Directions — Would you copy only the lines below, beginning with the one that contains "If you could point to the pink piggy" and running through the last entry line?

Dataset —
<<<<

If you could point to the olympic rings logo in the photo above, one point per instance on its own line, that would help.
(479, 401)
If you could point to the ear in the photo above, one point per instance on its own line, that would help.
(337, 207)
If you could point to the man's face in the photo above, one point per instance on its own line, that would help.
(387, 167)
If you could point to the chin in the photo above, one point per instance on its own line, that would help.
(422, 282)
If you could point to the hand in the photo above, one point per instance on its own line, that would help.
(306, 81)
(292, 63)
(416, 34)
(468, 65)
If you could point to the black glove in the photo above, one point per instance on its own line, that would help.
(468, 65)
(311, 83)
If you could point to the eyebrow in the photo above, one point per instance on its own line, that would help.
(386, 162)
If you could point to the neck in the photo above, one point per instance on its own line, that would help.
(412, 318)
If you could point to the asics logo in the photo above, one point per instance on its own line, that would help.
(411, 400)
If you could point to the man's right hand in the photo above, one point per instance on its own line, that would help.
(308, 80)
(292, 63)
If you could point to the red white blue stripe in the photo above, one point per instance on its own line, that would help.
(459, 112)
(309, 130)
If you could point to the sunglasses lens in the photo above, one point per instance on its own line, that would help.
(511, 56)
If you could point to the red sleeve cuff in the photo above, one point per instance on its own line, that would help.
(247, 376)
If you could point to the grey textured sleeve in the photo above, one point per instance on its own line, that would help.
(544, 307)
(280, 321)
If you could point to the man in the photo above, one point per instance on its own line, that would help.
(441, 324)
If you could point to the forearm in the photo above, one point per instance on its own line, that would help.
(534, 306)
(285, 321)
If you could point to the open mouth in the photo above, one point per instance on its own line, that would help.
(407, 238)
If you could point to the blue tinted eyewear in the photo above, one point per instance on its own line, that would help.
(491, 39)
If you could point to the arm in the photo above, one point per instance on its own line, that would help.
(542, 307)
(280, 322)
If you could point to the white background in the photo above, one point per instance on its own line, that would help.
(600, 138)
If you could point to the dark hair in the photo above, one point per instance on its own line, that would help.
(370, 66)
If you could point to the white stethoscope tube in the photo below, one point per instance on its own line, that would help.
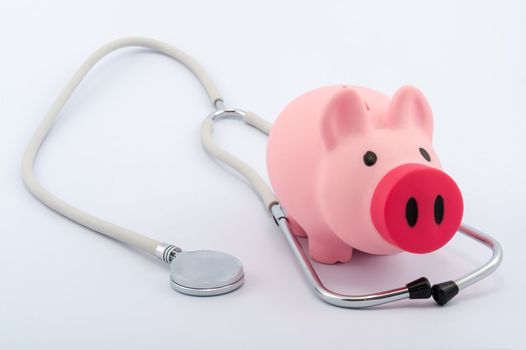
(184, 264)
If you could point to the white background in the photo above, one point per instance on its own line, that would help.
(127, 149)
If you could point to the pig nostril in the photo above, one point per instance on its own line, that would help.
(411, 212)
(439, 209)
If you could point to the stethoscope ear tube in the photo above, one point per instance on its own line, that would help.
(420, 288)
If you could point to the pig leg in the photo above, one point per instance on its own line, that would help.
(296, 228)
(327, 248)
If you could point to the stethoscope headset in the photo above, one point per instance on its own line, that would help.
(206, 272)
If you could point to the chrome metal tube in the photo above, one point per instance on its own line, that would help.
(490, 266)
(342, 300)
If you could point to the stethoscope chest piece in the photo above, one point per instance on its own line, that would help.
(206, 273)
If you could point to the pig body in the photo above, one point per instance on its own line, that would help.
(327, 154)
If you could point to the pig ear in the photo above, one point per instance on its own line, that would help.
(345, 114)
(409, 108)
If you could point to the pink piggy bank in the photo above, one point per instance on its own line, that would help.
(356, 170)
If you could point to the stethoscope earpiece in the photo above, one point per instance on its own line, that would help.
(207, 272)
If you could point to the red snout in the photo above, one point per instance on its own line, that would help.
(417, 208)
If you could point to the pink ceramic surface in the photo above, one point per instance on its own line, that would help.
(349, 166)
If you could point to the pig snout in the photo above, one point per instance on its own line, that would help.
(417, 208)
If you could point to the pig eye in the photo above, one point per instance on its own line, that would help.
(424, 154)
(369, 158)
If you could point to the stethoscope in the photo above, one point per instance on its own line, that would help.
(207, 272)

>>>>

Answer to the problem —
If you could point to the pink piggy bank in the photo above, one point per instance on its own line, that would help.
(356, 170)
If you could point to the stethoscope earpiece in the photo above, one point per instance on its own line, that would help.
(207, 272)
If you could point to the red snout in the photo above, one point per instance on its own line, that would help.
(417, 208)
If you could point to the pink ceramic surface in the photo above, one point per instance on its own line, that would help.
(349, 166)
If you could point to the pig snout in the photo above, one point per instance on its own line, that would help.
(417, 208)
If you could point to the pig eye in the photo above, one point per instance on its own line, that would help.
(424, 154)
(369, 158)
If you could point to the stethoscope in the photo above, one point per instance on its own line, that would help.
(207, 272)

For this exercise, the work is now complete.